What the exercise asks
The entries below are to be repeated verbatim, in full.

** Records to use follows **

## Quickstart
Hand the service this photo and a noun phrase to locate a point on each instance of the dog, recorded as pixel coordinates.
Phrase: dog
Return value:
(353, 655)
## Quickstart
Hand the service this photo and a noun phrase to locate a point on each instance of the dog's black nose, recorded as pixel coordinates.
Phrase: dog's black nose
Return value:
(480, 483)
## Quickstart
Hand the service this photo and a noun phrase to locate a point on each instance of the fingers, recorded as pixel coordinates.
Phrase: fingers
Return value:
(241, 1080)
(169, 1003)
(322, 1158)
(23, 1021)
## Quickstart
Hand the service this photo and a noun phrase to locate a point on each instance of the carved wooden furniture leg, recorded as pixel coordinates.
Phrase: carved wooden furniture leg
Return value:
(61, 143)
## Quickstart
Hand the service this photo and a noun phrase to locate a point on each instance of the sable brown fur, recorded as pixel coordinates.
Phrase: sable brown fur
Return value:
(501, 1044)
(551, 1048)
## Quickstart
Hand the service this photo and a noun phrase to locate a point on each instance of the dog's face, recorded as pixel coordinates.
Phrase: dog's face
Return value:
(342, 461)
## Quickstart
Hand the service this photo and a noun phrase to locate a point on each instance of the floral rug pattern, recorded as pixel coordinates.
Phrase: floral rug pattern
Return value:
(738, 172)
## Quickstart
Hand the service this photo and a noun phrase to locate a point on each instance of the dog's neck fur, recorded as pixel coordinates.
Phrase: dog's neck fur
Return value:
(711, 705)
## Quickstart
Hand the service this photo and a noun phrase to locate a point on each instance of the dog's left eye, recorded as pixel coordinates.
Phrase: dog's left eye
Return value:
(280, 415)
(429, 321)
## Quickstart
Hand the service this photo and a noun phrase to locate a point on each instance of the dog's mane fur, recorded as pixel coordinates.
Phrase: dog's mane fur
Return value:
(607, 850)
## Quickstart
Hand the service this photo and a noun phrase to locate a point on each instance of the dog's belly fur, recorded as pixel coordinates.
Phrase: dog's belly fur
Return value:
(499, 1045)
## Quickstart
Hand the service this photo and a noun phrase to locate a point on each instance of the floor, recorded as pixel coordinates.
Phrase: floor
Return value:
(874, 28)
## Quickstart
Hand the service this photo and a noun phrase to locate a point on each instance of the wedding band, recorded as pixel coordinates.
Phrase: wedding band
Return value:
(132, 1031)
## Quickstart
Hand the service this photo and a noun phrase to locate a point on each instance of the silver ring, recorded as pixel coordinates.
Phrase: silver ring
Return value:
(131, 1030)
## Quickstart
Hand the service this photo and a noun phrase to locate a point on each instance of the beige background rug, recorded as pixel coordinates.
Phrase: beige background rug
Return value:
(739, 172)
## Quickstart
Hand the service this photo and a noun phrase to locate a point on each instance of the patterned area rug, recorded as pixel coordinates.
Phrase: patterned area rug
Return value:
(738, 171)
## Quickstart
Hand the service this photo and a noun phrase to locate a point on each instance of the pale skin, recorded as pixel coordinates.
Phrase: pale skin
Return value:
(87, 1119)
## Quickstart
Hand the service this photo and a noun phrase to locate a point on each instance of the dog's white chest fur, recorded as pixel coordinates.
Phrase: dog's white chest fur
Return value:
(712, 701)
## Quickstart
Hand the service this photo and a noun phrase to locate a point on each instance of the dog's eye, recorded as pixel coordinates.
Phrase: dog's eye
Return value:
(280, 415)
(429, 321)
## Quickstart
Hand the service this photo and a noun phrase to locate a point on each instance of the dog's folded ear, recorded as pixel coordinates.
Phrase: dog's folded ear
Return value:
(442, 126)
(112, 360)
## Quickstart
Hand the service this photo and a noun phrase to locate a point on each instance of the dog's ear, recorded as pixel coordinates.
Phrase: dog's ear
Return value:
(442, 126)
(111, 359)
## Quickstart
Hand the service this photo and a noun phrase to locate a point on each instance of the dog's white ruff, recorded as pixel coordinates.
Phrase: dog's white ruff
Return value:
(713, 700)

** End of Records to use **

Task answer
## Quickstart
Hand the service this photo and a noun phrase to locate a point on each instance of the dog, recorded as pixel coordinates.
Phrase: dog
Return value:
(353, 655)
## Quickstart
Hand the service this photo and a noun phrase to locate a point on each instance of the dog's black nose, recorded as pixel coordinates.
Phrase: dog's black nose
Return value:
(480, 483)
## Quickstart
Hand the service this photo and a noun phrase to locate a point on each instance of the fingers, recorded as pixel coordinates.
Phrase: fingers
Return value:
(241, 1080)
(169, 1003)
(322, 1158)
(23, 1021)
## Quickstart
Hand the service this photo and a noun phrase to locate a point on each instance of the carved wooden furniture leg, recorded as pixel coordinates.
Phrase: carved wooden furniture leg
Return value:
(61, 143)
## Quickstart
Hand the service this photo and a noun phrase to locate a point on each instance of the sable brown fur, recorded as pixel coordinates.
Phrase: sable brown fur
Return value:
(501, 1044)
(551, 1048)
## Quickstart
Hand the service this photo and a noun phrase to locate a point on each instance of the dog's face, recorded as pixel coordinates.
Phrase: dog's face
Return value:
(342, 461)
## Quickstart
Hand the service this photo and a noun phrase to locate a point on each instance of the floral rug pattern, recorded as pixel coordinates.
Phrase: floral rug pattern
Return value:
(738, 172)
## Quickstart
Hand the service this photo and a noun phrase to locate a point on each instance of the dog's neck fur, recorded as pixel coordinates.
Phrase: dog's neck fur
Return value:
(711, 705)
## Quickstart
Hand the service this photo and a noun phrase to locate a point on each instance of the dog's left eye, recorded as pixel coordinates.
Phrase: dog's left eye
Return value:
(280, 415)
(429, 321)
## Quickstart
Hand the service this photo and a noun phrase to locate a point on each instance of the dog's mane fur, recorded as pixel coordinates.
Phrase: dog's mane fur
Return value:
(607, 850)
## Quickstart
Hand the service this photo and a noun phrase to locate a point on each instance of the dog's belly fur, recorded as pixel coordinates.
Phrase: dog's belly fur
Return value:
(499, 1045)
## Quickstart
Hand the service this photo and a noun phrase to locate a point on each instance of the floor, recorded as pixel coordinates.
Phrase: floor
Return value:
(874, 28)
## Quickstart
Hand the service this photo and a noun phrase to locate a point on each instance of the wedding band, recorded as pixel coordinates.
Phrase: wedding band
Return value:
(132, 1031)
## Quickstart
Hand the service this photo and a noun phrase to locate a point on each instance of the silver ring, recorded as pixel coordinates.
Phrase: silver ring
Return value:
(131, 1030)
## Quickstart
Hand the service this photo and a noun phrase to locate a point on each instance of the beige background rug, recorded as pixel coordinates.
Phrase: beige background rug
Return value:
(739, 172)
## Quickstart
Hand the service this photo and a noun phrase to locate a point on each instance of the patterned area rug, recorded as pixel coordinates.
Phrase: patterned area rug
Return value:
(738, 171)
## Quickstart
Hand the service this photo and a noun phrase to locate a point on each instance of the pale skin, recorded as pixel coordinates.
Phrase: pale skin
Return value:
(87, 1119)
## Quickstart
Hand the service this photo and a noun phrase to locate a point on each instance of the dog's white chest fur, recorded as pixel coordinates.
Phrase: dog's white chest fur
Return value:
(712, 701)
## Quickstart
Hand the service this photo and a noun phrase to locate a point on each instance of the dog's eye, recorded as pixel coordinates.
Phrase: dog's eye
Return value:
(280, 415)
(429, 321)
## Quickstart
Hand the service this photo and a noun phrase to locate a point on each instance of the dog's folded ear, recorded as pixel coordinates.
Phrase: dog's folded ear
Return value:
(442, 126)
(112, 360)
## Quickstart
Hand the service this photo and a noun phrase to locate a point on each instance of the dog's ear, recorded as pixel coordinates.
Phrase: dog's ear
Return value:
(442, 126)
(111, 359)
## Quickstart
Hand the service this photo and a noun phrase to locate a point on each instance of the dog's white ruff, recorded as pixel coordinates.
Phrase: dog's white ruff
Return value:
(713, 700)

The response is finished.